Given records =
■ ■ ■ ■ ■

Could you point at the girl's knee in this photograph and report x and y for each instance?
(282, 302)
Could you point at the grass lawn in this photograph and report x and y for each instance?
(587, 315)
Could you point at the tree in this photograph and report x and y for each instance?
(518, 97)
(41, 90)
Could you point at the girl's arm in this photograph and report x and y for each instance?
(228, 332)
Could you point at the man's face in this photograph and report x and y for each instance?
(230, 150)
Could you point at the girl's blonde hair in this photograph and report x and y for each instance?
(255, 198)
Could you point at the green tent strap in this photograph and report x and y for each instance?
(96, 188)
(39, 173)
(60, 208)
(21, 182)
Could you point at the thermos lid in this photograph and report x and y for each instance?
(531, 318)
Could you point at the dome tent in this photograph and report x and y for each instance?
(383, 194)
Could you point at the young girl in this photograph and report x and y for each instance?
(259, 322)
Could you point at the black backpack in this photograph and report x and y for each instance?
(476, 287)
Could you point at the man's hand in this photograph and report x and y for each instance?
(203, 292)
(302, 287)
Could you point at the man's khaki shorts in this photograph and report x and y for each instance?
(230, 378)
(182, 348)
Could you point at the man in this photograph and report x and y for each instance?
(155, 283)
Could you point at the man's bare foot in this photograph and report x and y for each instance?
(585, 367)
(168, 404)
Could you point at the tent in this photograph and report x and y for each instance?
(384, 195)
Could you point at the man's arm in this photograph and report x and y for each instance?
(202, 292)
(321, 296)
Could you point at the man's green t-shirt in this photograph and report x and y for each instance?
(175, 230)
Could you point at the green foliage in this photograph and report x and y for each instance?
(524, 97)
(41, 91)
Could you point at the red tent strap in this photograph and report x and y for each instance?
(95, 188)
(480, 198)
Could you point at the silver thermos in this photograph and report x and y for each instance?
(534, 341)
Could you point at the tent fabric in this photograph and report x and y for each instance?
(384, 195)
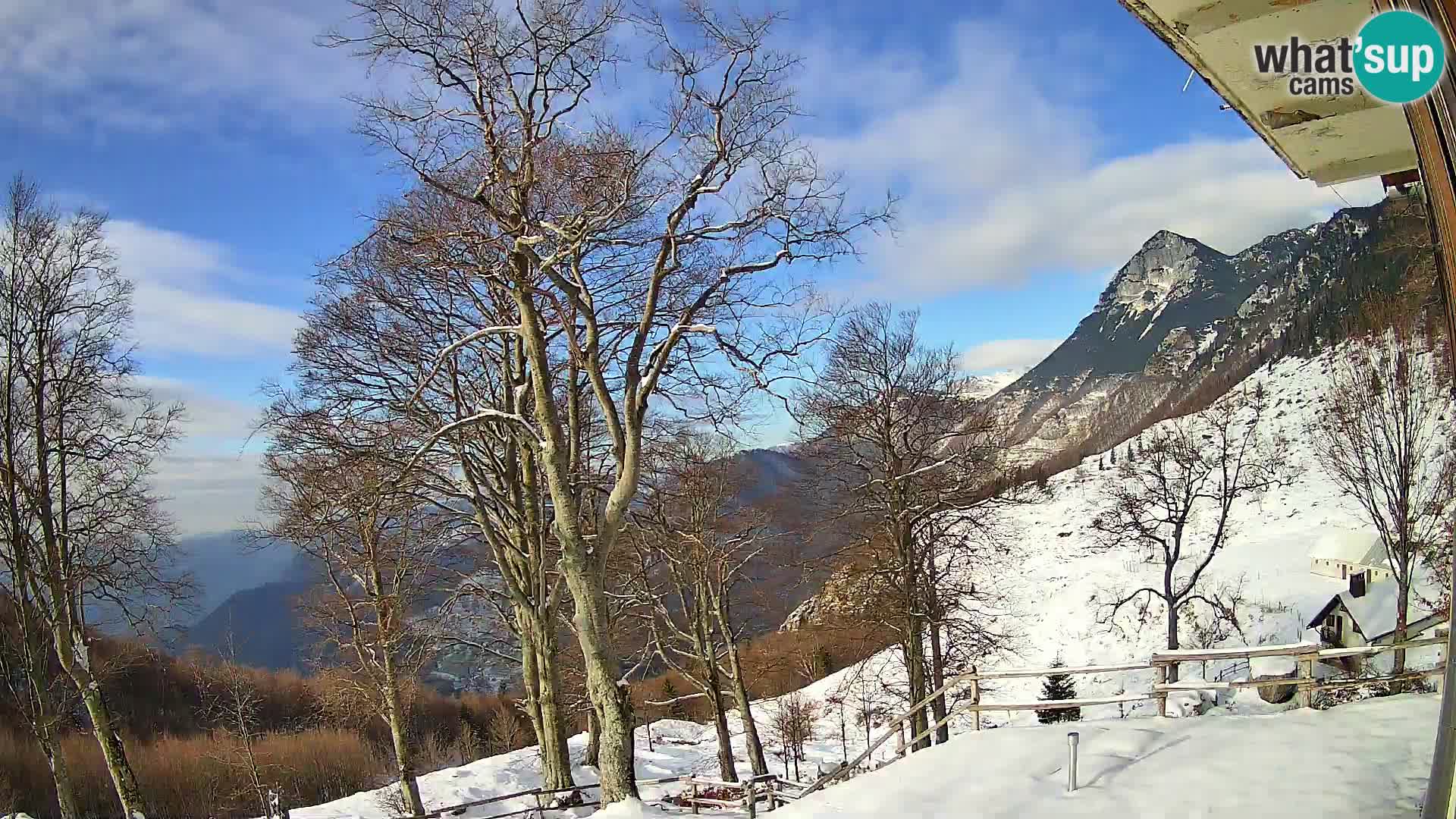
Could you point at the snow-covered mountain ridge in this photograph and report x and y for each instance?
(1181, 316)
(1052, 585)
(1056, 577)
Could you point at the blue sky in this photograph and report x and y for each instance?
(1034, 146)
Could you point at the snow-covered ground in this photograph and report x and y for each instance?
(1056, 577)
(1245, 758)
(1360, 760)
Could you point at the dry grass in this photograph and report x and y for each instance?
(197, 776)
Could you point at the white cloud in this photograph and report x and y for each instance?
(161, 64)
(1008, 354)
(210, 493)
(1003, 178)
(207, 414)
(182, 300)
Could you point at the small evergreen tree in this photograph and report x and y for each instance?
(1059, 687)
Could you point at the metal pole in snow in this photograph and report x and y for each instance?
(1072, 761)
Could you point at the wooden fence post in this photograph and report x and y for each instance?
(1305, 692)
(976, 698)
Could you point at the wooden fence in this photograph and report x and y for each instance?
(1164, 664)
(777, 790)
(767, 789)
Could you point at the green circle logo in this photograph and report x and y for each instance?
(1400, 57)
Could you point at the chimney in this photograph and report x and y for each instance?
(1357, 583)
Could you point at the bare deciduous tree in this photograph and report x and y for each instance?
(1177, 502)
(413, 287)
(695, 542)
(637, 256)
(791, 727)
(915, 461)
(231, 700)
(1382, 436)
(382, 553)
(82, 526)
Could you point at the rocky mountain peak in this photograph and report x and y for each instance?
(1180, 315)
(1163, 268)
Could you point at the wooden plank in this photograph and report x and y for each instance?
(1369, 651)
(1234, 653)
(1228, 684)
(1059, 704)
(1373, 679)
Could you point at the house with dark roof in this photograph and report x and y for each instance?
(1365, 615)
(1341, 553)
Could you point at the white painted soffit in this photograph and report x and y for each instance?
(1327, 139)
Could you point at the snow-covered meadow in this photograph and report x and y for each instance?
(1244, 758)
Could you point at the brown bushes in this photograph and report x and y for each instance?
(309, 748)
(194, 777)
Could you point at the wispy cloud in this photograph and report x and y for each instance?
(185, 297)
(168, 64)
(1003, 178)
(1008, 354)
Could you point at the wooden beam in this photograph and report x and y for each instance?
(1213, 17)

■ ■ ■ ■ ■

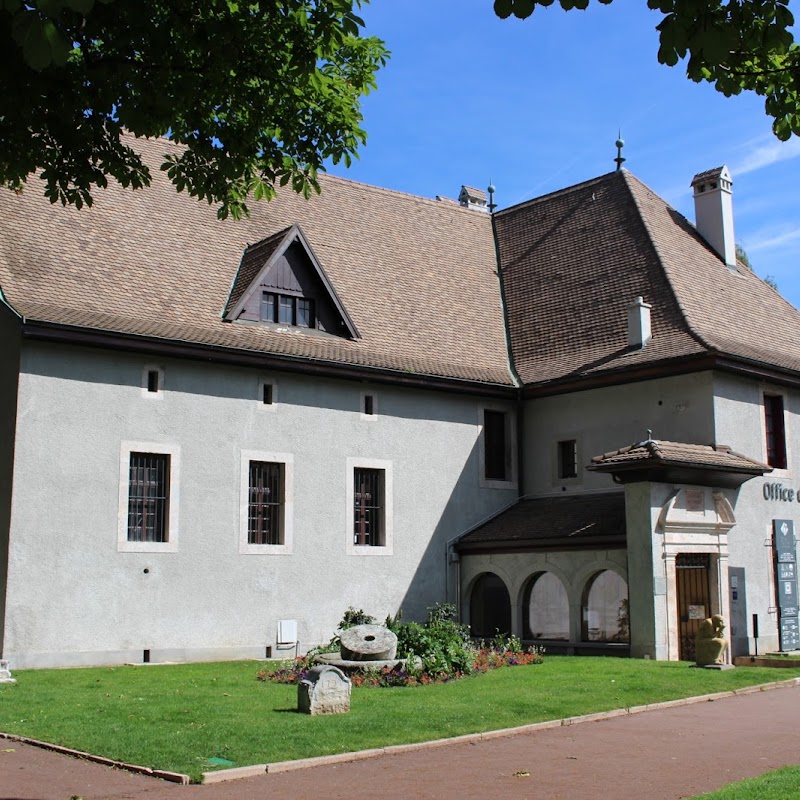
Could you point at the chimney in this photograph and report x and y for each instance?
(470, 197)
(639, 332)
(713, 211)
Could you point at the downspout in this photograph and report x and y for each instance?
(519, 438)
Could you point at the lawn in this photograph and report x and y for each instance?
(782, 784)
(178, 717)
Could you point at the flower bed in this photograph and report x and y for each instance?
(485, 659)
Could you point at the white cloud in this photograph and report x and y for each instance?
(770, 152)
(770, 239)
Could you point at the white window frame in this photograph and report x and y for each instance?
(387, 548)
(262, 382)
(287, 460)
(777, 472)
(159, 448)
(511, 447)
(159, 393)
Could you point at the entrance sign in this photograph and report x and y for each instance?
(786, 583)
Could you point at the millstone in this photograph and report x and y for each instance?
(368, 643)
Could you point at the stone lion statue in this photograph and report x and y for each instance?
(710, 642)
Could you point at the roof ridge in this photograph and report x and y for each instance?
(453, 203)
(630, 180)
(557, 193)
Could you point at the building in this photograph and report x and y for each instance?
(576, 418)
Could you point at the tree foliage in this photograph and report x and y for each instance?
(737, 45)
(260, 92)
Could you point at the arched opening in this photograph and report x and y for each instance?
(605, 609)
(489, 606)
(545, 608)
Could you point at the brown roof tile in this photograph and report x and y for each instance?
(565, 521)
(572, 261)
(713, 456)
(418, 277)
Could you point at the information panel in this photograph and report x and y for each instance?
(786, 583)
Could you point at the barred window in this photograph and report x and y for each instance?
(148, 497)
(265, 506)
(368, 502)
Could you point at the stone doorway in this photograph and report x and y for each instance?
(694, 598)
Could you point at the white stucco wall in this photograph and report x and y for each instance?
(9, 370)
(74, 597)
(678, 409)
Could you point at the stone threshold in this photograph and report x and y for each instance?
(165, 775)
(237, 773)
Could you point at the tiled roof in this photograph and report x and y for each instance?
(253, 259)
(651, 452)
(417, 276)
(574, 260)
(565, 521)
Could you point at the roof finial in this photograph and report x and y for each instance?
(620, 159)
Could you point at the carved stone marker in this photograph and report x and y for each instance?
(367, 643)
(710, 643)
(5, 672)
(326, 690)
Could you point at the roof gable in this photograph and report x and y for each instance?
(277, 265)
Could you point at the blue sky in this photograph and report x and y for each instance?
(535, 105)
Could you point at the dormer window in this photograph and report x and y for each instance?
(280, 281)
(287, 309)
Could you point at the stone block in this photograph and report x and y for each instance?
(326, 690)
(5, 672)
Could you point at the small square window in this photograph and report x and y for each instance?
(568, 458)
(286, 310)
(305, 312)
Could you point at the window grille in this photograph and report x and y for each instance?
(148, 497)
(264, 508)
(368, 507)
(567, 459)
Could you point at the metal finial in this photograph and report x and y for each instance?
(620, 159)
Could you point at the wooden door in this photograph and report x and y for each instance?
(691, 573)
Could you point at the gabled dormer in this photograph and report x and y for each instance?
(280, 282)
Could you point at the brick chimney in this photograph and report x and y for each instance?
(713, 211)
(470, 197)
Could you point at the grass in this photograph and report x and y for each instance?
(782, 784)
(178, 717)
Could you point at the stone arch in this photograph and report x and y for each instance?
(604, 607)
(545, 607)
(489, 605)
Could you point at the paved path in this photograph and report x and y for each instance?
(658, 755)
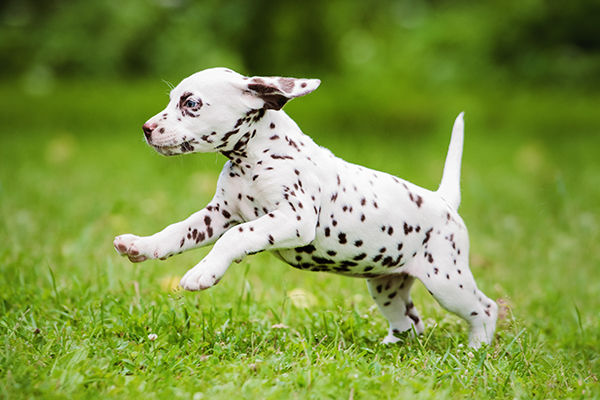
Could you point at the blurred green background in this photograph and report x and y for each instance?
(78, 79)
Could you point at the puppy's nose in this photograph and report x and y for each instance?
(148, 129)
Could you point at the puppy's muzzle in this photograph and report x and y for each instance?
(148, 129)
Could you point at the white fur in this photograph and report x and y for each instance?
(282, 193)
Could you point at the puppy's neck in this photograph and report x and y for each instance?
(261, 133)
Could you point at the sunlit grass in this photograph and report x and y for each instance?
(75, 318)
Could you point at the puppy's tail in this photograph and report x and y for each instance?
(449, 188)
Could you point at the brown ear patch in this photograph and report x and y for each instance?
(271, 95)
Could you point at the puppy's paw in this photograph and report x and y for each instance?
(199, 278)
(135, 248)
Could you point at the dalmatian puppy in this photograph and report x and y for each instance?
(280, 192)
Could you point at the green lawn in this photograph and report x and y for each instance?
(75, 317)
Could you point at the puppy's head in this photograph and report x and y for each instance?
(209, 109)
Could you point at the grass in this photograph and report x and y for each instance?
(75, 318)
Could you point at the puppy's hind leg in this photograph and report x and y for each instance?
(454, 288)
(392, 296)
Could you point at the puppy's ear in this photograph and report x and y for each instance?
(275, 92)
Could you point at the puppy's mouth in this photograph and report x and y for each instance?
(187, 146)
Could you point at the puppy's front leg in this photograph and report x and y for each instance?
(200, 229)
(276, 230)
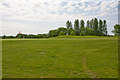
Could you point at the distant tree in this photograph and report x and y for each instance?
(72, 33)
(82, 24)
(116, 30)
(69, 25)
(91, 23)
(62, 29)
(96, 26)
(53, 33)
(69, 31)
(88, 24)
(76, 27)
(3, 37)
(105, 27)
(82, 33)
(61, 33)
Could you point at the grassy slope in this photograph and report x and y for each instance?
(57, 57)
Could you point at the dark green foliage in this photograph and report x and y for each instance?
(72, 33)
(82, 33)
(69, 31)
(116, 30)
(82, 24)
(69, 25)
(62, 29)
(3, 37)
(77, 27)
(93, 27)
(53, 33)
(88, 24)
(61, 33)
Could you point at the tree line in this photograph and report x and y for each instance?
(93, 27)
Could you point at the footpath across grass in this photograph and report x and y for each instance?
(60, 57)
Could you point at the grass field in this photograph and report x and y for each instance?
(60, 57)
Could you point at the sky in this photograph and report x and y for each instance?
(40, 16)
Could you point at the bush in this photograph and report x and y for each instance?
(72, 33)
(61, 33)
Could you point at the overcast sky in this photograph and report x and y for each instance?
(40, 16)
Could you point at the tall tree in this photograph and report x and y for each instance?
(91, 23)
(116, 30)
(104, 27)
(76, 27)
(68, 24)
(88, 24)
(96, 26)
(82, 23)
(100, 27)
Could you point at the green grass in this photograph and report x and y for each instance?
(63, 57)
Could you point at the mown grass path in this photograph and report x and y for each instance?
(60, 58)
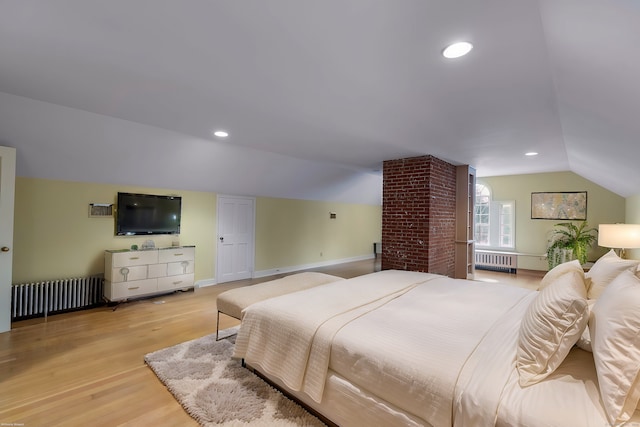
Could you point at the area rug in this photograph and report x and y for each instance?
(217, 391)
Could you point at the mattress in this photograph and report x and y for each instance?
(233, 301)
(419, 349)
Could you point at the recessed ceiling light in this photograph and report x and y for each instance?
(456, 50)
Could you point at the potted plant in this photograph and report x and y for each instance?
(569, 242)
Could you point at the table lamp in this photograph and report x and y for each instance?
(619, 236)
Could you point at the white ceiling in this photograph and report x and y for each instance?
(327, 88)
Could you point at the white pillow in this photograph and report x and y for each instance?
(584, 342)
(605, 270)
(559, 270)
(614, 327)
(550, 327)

■ ■ ■ ■ ■

What you are asked to do = Locate every line in the data above that contains the string "lawn", matching case exactly, and copy each of those lines.

The output =
Could you point at the grass lawn in this photograph and report x and y for each instance?
Could you point at the lawn in this photograph and report x and y for each instance?
Could you point at the green lawn in this photograph and report x and y for each instance?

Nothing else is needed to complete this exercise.